[Page extract — start]
This isn't a criticsm per se of what you are typing, and it isn't an attempt to deny what you've been through. Far from it. I'm in awe of the compassionate, kind person you are DESPITE all that stuff that has happened. It is more a questioning, of whether you can move from identifying the things that are bringing you back to that dark place (and god what a display of strength to be able to do even that!), and start challenging them on your own terms.

That gremlin is living rent-free. Time to tell him to get out.

With love.

Annie T said...

Wow! A lot of comments to respond to today. Good job I did my cleaning yesterday! Right. Here goes...

Karen: Well, not a lot to say in response to that but thank you x

Melissa: Yes. There is often that thought isn't there? So many people, myself included, have referred to an ED as their 'friend'. I know it's not, and for some very odd reason, I feel it more so today than I have for a long time. I feel more upbeat today and positive. Meals are staying in, positivity is in my head...long may it last, eh?

Karen: Yes, I hope Ian continues to post, too. There has to be transparency on both sides for everyone to benefit.

Cunning: What can I say? I could grovel, I could beg forgiveness, but I shall tell the truth and say I forgot!
And you need to continue to blog about Oprah and Rosie. Then one day us poor saps in the UK won't be subjected to their tripe, either!

I'maginate: I'm really touched by what you have said - thank you. A couple of other people have suggested it to me, Ian and Melissa included. Having been a writer in a former life, maybe it's time to blow the cobwebs from the jotters, eh? Thanks for your vote of confidence!

Mars: Bizarrely, I imagine the gremlin like the Cornish Pixies from Harry Potter. Nasty, wriggling, writhing, little blue things which jabber away incessantly and cause havoc. He's quite quiet today, though and I am attempting to silence him further and further.

May: Yes, it is time to take charge and bit by bit, this IS happening. I cannot guarantee that there won't be dark days ahead - nobody can - but for some reason, today, I feel a bit stronger and more capable. And I HAVE told myself today, NO MORE! I truly have. I have lain in bed mulling things over, listened to my body rather than my head and started to come to some tentative compromise. So, small steps to recovery and each 'win', I shall cheer over and move on from 'failures'.

Keli said...

You are on the right track. Be persistent with your gremlin. It's wicked voice has been living in your head a very long time. It's going to take its sweet time in leaving. You can overcome it. I know. I had a terrible gremlin in my head for years. It caused me great pain, interrupted my life and I passed my wretchedness to those who loved me. But I hear the gremlin seldom these days. I'm not sure when it faded, but it did. Though it didn't cause an ED in my life. it did other, painful maladies.
You took an important step in cutting the negative people out. I did too and it felt grand! You will find your happiness again.

Linda and her Twaddle said...

You have been too polite to Mr Gremlin. So now, you must look at Mr Gremlin, tell him you have heard his story a bit much now and would like him to be quiet now. He has had his 15 minutes (or years) of fame and now it is Annie's turn. Her voice is the only one that matters. She has so much more to say.

Annie T AKA Agnes Mildew said...
[Page extract — finish]
[Data records — start]
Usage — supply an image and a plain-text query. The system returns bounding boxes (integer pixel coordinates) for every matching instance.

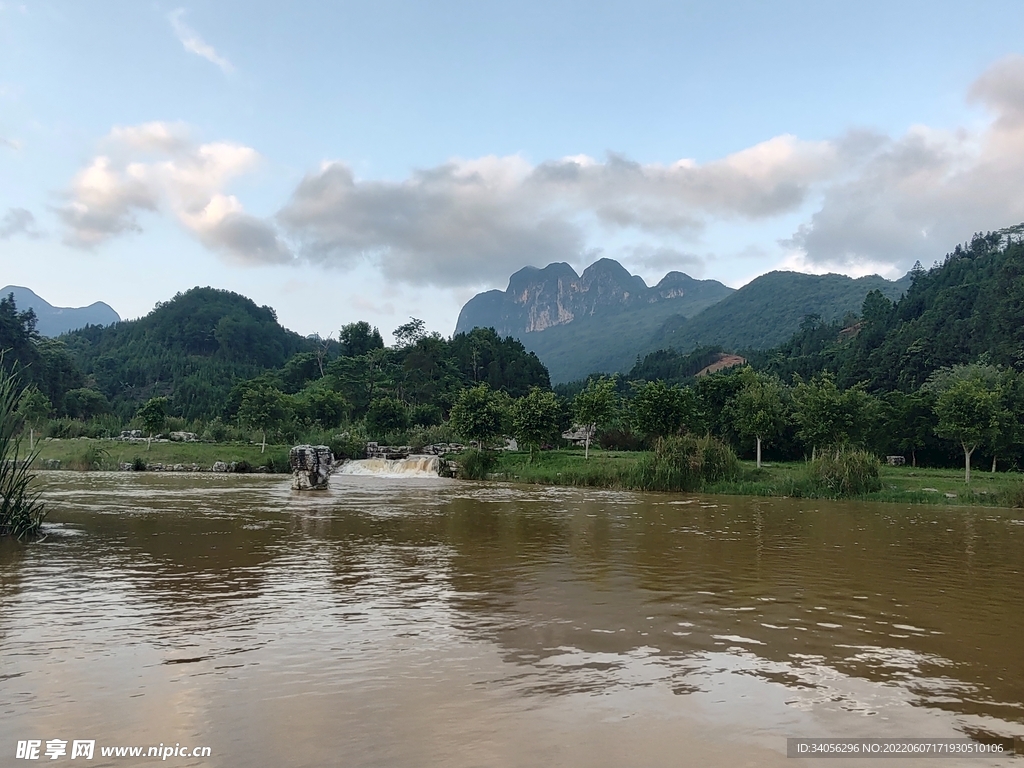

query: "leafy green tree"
[510,387,565,462]
[730,366,785,469]
[450,384,508,447]
[793,371,869,454]
[367,397,409,437]
[630,379,697,437]
[338,321,384,357]
[391,317,427,347]
[295,385,349,429]
[935,378,1002,483]
[17,384,53,451]
[135,397,170,451]
[572,376,618,459]
[874,391,937,467]
[63,387,111,419]
[239,384,288,454]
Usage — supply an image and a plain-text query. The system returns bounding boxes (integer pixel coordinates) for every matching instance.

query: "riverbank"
[26,437,291,472]
[24,438,1024,507]
[492,450,1024,507]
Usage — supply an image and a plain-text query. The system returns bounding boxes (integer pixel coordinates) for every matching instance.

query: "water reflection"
[0,473,1024,765]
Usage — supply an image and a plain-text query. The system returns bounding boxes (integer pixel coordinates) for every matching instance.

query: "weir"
[337,456,441,477]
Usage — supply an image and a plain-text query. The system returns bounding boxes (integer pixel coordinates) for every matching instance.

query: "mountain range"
[456,259,910,383]
[0,286,121,337]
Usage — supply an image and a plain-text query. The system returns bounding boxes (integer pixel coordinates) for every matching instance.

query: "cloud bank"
[0,208,42,240]
[56,122,292,264]
[58,56,1024,286]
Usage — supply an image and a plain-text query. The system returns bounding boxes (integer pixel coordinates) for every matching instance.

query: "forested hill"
[644,271,910,352]
[0,288,550,434]
[62,288,313,418]
[752,224,1024,392]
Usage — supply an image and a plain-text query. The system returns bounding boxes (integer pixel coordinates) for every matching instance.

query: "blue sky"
[0,0,1024,334]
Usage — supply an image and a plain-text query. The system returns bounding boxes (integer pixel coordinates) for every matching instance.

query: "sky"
[0,0,1024,337]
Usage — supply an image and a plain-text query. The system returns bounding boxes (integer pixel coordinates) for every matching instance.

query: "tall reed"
[0,362,46,541]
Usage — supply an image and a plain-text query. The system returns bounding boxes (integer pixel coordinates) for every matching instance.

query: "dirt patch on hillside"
[697,354,746,376]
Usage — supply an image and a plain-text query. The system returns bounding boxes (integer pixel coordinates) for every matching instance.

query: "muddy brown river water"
[0,472,1024,768]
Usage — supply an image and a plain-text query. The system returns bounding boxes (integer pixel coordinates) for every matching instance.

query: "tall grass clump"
[68,445,111,472]
[0,364,46,541]
[1000,482,1024,509]
[624,435,739,490]
[457,449,498,480]
[807,447,882,499]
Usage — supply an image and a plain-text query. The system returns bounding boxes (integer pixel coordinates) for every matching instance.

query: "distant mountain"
[456,259,910,383]
[456,259,732,382]
[0,286,121,337]
[647,272,910,359]
[65,288,313,419]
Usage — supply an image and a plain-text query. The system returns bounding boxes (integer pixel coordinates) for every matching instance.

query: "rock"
[288,445,334,490]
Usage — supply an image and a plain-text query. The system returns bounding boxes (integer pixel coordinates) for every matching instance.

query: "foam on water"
[338,456,440,477]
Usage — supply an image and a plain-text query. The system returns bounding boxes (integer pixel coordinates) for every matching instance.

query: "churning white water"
[338,456,440,477]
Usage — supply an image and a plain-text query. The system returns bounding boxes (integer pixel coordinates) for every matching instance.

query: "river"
[0,472,1024,768]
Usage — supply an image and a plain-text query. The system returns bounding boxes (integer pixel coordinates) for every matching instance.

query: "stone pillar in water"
[289,445,334,490]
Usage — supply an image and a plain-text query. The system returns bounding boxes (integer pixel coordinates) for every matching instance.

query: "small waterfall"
[337,456,441,477]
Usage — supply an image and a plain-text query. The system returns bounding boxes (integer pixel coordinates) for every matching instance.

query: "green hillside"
[647,272,910,359]
[753,225,1024,392]
[61,288,312,419]
[519,291,728,382]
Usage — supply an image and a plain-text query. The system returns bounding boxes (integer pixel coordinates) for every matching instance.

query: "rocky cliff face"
[0,286,121,336]
[456,259,732,337]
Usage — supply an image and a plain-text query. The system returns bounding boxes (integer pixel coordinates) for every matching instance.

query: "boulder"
[289,445,334,490]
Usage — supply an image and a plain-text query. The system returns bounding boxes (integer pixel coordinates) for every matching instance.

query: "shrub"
[68,445,111,472]
[1001,482,1024,508]
[627,435,739,490]
[807,447,882,499]
[327,432,367,459]
[457,449,498,480]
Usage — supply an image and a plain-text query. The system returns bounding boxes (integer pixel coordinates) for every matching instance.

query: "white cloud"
[0,208,42,240]
[279,136,842,285]
[167,8,234,75]
[783,56,1024,273]
[56,123,292,263]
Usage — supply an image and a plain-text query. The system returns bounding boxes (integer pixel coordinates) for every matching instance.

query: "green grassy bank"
[24,437,291,472]
[492,450,1024,507]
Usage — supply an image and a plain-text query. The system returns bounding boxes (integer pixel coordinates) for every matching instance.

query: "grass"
[490,449,1024,507]
[36,438,291,472]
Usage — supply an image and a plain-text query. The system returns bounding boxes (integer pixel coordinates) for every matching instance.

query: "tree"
[630,379,697,437]
[135,397,169,451]
[511,387,565,462]
[572,376,617,459]
[239,384,288,454]
[367,397,409,437]
[793,371,870,454]
[338,321,384,357]
[935,379,1001,483]
[17,384,53,451]
[450,384,508,447]
[730,366,785,469]
[295,385,349,429]
[391,317,427,347]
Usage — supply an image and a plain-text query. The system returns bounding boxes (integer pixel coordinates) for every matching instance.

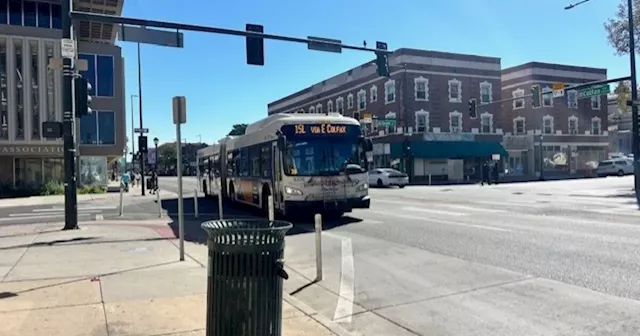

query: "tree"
[613,81,631,113]
[604,0,640,55]
[228,124,249,135]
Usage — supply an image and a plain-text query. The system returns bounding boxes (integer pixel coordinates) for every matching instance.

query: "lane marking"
[369,210,511,232]
[42,206,117,212]
[9,210,102,218]
[333,237,355,323]
[402,207,468,217]
[0,212,91,222]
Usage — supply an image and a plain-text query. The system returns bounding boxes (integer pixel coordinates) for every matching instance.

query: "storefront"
[0,144,108,187]
[0,144,64,186]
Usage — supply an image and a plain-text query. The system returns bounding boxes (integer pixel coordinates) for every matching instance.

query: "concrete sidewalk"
[0,221,348,336]
[0,185,178,208]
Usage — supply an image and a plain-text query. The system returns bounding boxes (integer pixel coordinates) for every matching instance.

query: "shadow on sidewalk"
[161,197,362,244]
[0,261,180,300]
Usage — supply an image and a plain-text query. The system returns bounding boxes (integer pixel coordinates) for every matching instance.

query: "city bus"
[198,113,373,216]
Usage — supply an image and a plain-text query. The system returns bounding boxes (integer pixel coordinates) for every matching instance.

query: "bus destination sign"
[282,123,360,136]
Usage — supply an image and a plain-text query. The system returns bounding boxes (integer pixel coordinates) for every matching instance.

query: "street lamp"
[564,0,640,200]
[153,137,160,174]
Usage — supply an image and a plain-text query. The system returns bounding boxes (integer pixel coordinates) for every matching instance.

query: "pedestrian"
[480,161,491,185]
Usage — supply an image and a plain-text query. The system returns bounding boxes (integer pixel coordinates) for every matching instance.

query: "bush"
[78,186,107,194]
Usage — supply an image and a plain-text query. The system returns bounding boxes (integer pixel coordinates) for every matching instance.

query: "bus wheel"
[262,188,275,218]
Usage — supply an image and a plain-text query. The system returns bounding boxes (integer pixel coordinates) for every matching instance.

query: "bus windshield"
[283,138,362,176]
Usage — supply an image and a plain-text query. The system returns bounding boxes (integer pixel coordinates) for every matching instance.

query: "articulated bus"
[198,113,373,216]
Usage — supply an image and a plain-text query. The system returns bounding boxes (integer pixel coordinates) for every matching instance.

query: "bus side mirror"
[360,136,373,152]
[278,135,287,151]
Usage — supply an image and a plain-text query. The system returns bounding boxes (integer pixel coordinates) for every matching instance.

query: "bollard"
[314,214,322,281]
[218,190,222,219]
[267,195,276,221]
[193,189,198,218]
[120,186,124,217]
[156,188,162,218]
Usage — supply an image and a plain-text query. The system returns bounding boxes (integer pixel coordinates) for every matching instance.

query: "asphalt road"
[160,177,640,336]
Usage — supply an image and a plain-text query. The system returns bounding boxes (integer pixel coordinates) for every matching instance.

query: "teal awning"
[391,141,508,159]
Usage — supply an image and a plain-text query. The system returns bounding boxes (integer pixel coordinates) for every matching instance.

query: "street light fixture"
[564,0,640,204]
[153,137,160,174]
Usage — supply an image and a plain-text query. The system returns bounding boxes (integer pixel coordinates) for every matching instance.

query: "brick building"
[502,62,608,178]
[268,49,506,182]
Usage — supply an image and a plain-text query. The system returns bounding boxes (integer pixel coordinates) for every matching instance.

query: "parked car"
[369,168,409,188]
[597,158,634,176]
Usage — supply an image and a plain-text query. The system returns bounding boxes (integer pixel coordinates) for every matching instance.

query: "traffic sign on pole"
[578,84,611,99]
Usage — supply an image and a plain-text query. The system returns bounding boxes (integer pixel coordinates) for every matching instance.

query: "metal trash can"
[201,219,292,336]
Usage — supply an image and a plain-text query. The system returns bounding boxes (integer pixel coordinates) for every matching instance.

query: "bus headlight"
[284,187,302,195]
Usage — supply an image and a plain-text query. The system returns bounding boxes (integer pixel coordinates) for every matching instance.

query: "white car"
[597,158,634,176]
[369,168,409,188]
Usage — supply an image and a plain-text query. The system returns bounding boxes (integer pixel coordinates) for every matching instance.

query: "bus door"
[271,142,282,209]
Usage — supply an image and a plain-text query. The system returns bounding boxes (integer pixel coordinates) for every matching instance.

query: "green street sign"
[578,85,611,99]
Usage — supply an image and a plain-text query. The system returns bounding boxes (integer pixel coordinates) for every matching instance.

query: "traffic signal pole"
[62,0,78,230]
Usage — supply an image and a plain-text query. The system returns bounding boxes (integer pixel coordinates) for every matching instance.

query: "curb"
[282,292,360,336]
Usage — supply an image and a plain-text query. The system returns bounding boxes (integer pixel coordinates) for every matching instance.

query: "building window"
[44,41,57,121]
[413,76,429,101]
[542,114,553,134]
[542,86,553,107]
[336,97,344,114]
[80,111,116,145]
[449,78,462,103]
[511,89,524,110]
[38,2,51,28]
[13,40,25,140]
[29,41,40,140]
[449,111,462,133]
[22,1,38,27]
[567,90,578,109]
[51,4,62,29]
[480,112,493,133]
[569,116,578,134]
[0,38,10,140]
[9,0,22,26]
[384,79,396,104]
[480,81,493,104]
[591,117,602,135]
[358,90,367,111]
[591,96,600,110]
[416,110,429,133]
[513,117,527,135]
[0,1,9,24]
[78,54,114,97]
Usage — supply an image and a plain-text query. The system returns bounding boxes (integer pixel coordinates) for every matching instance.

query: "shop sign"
[0,145,64,155]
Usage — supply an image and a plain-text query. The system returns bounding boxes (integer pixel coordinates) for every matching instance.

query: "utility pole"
[61,0,78,230]
[138,42,147,196]
[627,0,640,204]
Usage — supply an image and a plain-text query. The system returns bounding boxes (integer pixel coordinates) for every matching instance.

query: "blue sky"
[118,0,629,155]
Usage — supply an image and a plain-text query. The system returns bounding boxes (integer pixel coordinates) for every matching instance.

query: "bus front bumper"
[284,195,371,213]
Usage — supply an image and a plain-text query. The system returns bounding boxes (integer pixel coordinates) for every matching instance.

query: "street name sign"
[578,85,611,99]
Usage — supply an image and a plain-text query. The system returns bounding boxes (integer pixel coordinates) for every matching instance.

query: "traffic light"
[246,23,264,65]
[376,41,391,77]
[469,98,478,119]
[74,77,92,118]
[531,84,542,108]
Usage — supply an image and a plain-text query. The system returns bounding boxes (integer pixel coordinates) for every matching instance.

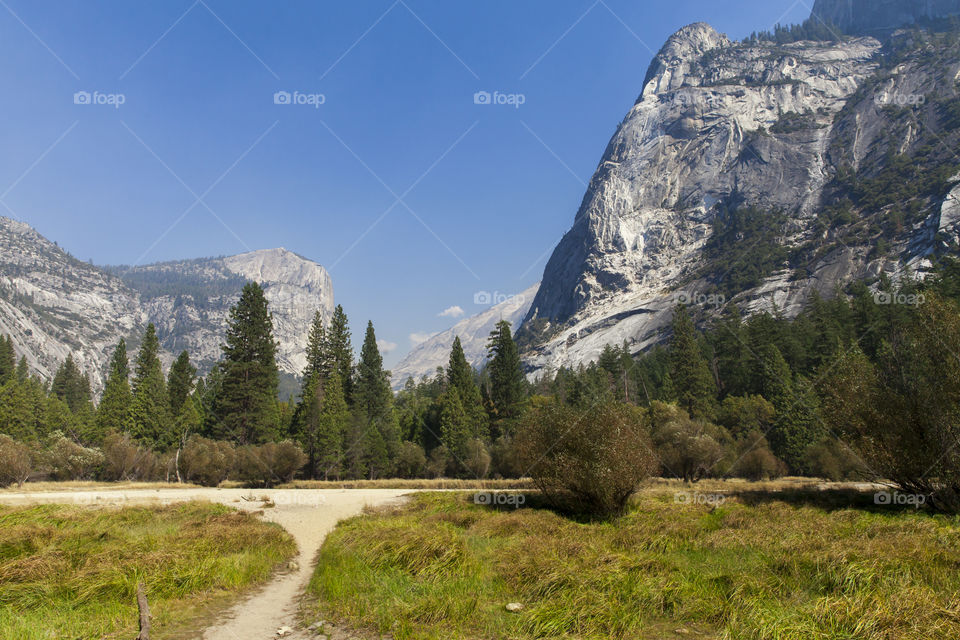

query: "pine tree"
[670,305,717,420]
[127,323,176,449]
[167,351,197,416]
[353,322,400,475]
[323,304,353,405]
[440,386,473,472]
[316,371,350,480]
[303,311,331,389]
[487,320,524,420]
[447,336,489,442]
[217,282,279,445]
[97,338,133,438]
[50,354,90,412]
[0,335,17,384]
[Data records — finish]
## Problem 1:
Answer these questions about the blog comments:
(a) What had Annie T done the day before she replied?
(b) In her reply to Mars, what does Annie T say she imagines the gremlin is like?
(c) According to Keli, what did the gremlin in Keli's head not cause?
## Problem 2:
Repeat the passage of the blog comments starting at "You took an" and ending at "her Twaddle said...".

## Task answer 1:
(a) She did her cleaning.
(b) The Cornish Pixies from Harry Potter.
(c) An ED.

## Task answer 2:
You took an important step in cutting the negative people out. I did too and it felt grand! You will find your happiness again.

Linda and her Twaddle said...